• **SÉRIE D'EXERCICES**:
• A. Selon l'extrait sur le turbopropulseur de Jendrassik, combien de pales comptait l'hélice du nouveau type de motorisation testé par l'ingénieur hongrois ?
• B. Poursuivez l'extrait sur le turbopropulseur de Jendrassik à partir de sa dernière phrase.

• **EXTRAIT CITÉ**:
++++++++

Dès 1939, l’ingénieur britannique Frank Whittle commença à s’intéresser aux travaux de son homologue hongrois György Jendrassik qui avait testé deux ans auparavant un nouveau type de motorisation pour l’aéronautique basé sur la rotation d’une hélice à cinq pales mu par une turbine à gaz : le turbopropulseur. Jendrassik avait bien essayé de convaincre les autorités de son pays de l’intérêt de ses travaux mais ces derniers n’étaient pas vraiment au fait de ce genre de considération. La Hongrie se détourna rapidement de ce principe et se réorienta vers la fabrication sous licence de moteurs étrangers, principalement d’origine allemande. Malgré cela, sur banc d’essais statique, le Jendrassik Cs-1 enchaîna plus d’une cinquantaine d’heures de fonctionnement.

++++++++

• **Entrées d'annotation par segmentation**:
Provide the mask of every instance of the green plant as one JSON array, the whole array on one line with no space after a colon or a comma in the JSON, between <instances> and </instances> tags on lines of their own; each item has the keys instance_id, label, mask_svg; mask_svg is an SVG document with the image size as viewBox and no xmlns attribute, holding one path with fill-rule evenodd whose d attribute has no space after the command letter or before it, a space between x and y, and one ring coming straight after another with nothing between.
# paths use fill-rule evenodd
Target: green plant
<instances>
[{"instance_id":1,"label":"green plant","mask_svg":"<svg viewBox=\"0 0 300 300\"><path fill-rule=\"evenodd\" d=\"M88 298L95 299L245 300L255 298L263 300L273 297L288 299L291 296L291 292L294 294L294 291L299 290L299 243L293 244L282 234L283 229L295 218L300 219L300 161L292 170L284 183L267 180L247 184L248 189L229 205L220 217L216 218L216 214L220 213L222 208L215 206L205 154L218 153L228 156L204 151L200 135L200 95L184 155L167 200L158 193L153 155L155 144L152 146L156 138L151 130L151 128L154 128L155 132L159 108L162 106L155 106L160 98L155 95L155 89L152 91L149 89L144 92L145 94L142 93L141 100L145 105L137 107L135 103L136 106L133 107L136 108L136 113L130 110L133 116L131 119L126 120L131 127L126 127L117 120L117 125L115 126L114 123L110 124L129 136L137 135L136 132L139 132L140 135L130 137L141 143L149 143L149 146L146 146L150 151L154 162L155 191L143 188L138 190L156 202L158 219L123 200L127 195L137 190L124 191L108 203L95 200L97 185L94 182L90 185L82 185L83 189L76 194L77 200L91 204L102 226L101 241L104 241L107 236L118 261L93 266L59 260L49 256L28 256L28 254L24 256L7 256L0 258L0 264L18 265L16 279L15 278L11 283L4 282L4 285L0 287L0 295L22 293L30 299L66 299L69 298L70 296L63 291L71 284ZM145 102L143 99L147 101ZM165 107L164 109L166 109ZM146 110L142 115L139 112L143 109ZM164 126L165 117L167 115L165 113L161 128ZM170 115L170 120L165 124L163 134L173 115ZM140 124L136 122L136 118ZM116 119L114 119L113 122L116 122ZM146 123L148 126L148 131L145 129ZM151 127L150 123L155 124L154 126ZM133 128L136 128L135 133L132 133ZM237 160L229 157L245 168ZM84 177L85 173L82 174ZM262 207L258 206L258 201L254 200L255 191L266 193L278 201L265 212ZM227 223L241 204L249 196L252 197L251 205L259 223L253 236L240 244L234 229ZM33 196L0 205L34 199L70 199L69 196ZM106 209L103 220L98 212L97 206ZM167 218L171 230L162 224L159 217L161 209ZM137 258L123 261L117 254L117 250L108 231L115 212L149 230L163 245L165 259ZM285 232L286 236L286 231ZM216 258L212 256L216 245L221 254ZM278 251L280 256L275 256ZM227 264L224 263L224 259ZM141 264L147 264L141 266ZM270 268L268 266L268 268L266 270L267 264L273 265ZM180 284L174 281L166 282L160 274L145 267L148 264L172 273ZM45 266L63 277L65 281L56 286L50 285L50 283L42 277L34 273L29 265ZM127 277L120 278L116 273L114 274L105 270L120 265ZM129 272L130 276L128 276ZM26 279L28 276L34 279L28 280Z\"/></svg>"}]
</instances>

++++++++

• **LISTE DES RÉPONSES**:
• A. L'hélice comptait cinq pales.

• B.
Whittle de son côté espérait bien développer un turbopropulseur puissant. Mais alors que la Seconde Guerre mondiale était amorcée, les crédits alloués à ce chantier furent gelés. L’ingénieur devait se concentrer sur des programmes plus viables à court ou moyen terme : les réacteurs. Alors qu’il travaillait officiellement au développement des premiers d’entre eux et du prototype qui devait les faire voler, le Gloster E28/39, Whittle continuait de penser aux travaux de György Jendrassik.
Fin 1943, après avoir inondé les bureaux de l’Air Ministry de requêtes en tous genres, Frank Whittle fut enfin autorisé à reprendre ses travaux sur les turbopropulseurs. En fait, il n’avait jamais vraiment cessé, mais désormais il avait les crédits demandés. Depuis longtemps il envisageait de construire son moteur autour d’un réacteur Rolls-Royce RB.37 Derwent, la version de série de son fameux Power Jets W2 avec lequel vola le E28/39. D’ailleurs Whittle comptait bien monter son turbopropulseur dessus.
Le nouveau turbopropulseur fut désigné Trent et son usinage confié aux bons soins de Rolls-Royce alors principale motoriste britannique pour ce qui concernait les propulseurs expérimentaux. Dans la nomenclature maison du motoriste le Trent était appelé RB.50.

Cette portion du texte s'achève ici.